Exercise brief
Repeat exactly, and only, the lines of the entries below from the one with "find grass patch" through the one with "find white building", both ends included.

Stored data entries

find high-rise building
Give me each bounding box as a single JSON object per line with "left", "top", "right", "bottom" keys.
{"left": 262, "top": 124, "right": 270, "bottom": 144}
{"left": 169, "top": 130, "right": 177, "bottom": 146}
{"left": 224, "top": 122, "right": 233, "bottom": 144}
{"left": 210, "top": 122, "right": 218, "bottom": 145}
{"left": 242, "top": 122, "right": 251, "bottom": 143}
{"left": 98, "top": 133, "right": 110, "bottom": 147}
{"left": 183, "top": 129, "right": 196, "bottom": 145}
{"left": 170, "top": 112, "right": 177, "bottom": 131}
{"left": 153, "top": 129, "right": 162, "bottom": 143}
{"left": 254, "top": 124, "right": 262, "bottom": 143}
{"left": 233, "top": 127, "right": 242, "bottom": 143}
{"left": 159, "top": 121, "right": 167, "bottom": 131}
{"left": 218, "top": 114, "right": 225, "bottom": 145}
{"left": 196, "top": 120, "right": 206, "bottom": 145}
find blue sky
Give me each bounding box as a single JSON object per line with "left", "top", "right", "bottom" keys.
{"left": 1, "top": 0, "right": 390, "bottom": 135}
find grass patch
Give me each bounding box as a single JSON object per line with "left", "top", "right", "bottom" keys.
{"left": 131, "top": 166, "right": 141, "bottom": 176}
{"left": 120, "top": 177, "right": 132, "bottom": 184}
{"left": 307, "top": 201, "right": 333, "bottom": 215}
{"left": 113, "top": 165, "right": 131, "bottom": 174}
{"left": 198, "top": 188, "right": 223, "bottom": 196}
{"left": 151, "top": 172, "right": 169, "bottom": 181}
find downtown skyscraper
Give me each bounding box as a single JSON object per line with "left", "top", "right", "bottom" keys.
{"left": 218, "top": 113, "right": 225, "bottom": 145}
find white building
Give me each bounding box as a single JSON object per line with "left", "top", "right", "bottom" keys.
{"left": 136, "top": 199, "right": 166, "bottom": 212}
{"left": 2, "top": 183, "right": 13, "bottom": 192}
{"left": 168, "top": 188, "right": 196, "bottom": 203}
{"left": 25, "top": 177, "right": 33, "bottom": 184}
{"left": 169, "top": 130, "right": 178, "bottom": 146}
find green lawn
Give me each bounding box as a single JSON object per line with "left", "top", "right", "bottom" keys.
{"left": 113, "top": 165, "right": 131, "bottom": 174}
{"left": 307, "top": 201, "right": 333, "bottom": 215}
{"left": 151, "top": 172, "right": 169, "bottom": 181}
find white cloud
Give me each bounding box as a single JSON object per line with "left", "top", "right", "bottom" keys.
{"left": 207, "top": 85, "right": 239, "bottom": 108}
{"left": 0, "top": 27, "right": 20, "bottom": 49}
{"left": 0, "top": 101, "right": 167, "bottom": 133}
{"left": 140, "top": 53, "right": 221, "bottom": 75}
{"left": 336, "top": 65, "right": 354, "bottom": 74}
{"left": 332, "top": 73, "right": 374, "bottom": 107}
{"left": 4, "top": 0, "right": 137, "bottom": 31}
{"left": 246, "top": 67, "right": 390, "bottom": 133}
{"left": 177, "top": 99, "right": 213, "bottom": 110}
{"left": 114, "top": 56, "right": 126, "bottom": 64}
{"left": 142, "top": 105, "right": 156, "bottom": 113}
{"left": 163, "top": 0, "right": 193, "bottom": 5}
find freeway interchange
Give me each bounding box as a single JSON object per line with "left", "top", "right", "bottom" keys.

Solution to the exercise
find grass patch
Give me each bounding box as a single JSON object per line with "left", "top", "right", "bottom" keys.
{"left": 131, "top": 166, "right": 141, "bottom": 176}
{"left": 120, "top": 177, "right": 132, "bottom": 184}
{"left": 307, "top": 201, "right": 333, "bottom": 215}
{"left": 113, "top": 165, "right": 131, "bottom": 174}
{"left": 198, "top": 188, "right": 223, "bottom": 196}
{"left": 151, "top": 172, "right": 169, "bottom": 181}
find downtown skyscraper
Give me each bounding box as a single JSON object per line with "left", "top", "right", "bottom" keys.
{"left": 218, "top": 113, "right": 225, "bottom": 145}
find white building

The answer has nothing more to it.